[PROBLEM STATEMENT] Retype the lines from the one with "Draw the outline of every instance of the white" to the one with "107], [97, 108]]]", keeping every character unchanged.

[DATASET CONTENT]

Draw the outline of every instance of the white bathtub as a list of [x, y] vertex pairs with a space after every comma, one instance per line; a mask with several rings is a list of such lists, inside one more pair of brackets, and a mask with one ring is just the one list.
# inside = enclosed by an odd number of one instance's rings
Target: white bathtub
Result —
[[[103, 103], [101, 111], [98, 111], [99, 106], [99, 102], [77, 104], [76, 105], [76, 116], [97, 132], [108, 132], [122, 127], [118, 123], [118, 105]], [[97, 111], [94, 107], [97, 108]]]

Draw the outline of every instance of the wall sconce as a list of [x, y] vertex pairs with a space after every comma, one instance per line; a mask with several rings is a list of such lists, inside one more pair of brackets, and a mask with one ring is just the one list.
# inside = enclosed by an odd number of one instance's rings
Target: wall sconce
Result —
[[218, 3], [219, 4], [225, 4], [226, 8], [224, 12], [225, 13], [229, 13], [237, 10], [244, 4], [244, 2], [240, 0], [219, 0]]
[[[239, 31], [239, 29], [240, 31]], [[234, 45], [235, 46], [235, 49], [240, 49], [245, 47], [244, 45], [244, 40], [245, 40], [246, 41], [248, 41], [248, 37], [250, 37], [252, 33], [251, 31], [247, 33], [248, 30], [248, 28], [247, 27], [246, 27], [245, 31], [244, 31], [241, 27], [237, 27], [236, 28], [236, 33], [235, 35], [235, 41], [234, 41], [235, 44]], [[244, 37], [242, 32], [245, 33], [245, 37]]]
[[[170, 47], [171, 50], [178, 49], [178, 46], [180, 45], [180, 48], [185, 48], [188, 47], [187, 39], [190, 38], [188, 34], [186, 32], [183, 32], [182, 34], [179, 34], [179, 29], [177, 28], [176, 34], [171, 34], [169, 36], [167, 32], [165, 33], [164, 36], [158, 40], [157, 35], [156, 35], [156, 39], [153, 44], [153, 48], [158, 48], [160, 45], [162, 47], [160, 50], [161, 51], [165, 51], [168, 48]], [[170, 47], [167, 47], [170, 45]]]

...

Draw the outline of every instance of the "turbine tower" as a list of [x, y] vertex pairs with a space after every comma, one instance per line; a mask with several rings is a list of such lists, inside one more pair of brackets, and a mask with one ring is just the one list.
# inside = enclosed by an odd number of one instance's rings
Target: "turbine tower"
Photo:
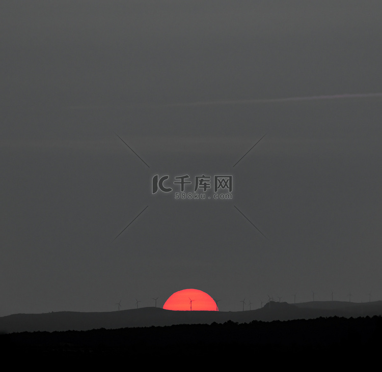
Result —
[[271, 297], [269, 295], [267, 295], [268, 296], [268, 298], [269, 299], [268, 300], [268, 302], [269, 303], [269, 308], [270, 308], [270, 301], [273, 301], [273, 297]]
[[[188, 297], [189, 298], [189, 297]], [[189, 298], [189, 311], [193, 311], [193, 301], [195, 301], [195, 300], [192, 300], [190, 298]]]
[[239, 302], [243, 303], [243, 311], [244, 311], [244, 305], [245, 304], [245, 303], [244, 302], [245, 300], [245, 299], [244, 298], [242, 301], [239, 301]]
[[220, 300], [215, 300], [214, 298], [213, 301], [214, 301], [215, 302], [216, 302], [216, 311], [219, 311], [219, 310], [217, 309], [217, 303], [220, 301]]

* * *

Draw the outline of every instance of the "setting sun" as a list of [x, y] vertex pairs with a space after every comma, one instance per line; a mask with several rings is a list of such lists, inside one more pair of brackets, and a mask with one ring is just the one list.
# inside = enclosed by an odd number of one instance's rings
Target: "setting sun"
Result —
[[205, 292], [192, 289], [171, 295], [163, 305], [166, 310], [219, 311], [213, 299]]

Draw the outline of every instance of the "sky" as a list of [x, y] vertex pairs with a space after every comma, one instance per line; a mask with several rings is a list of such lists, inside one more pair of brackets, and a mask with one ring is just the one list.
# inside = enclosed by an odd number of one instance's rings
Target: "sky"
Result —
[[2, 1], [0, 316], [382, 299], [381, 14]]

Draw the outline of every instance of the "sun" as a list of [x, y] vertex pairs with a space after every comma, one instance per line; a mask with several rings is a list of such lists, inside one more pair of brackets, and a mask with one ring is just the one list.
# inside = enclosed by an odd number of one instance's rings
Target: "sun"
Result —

[ANSWER TO THE EXERCISE]
Draw the outline of every instance of the white bathtub as a list of [x, y] vertex pairs with a space after every comma, one instance per line; a mask with several rings is a list of such lists, inside one more pair of brackets, and a mask with one ring is just the one list.
# inside = enclosed by an odd number of one instance's rings
Target: white bathtub
Result —
[[[103, 103], [101, 111], [98, 111], [99, 106], [99, 102], [77, 104], [76, 105], [76, 116], [97, 132], [108, 132], [122, 127], [118, 123], [118, 105]], [[97, 111], [94, 107], [97, 108]]]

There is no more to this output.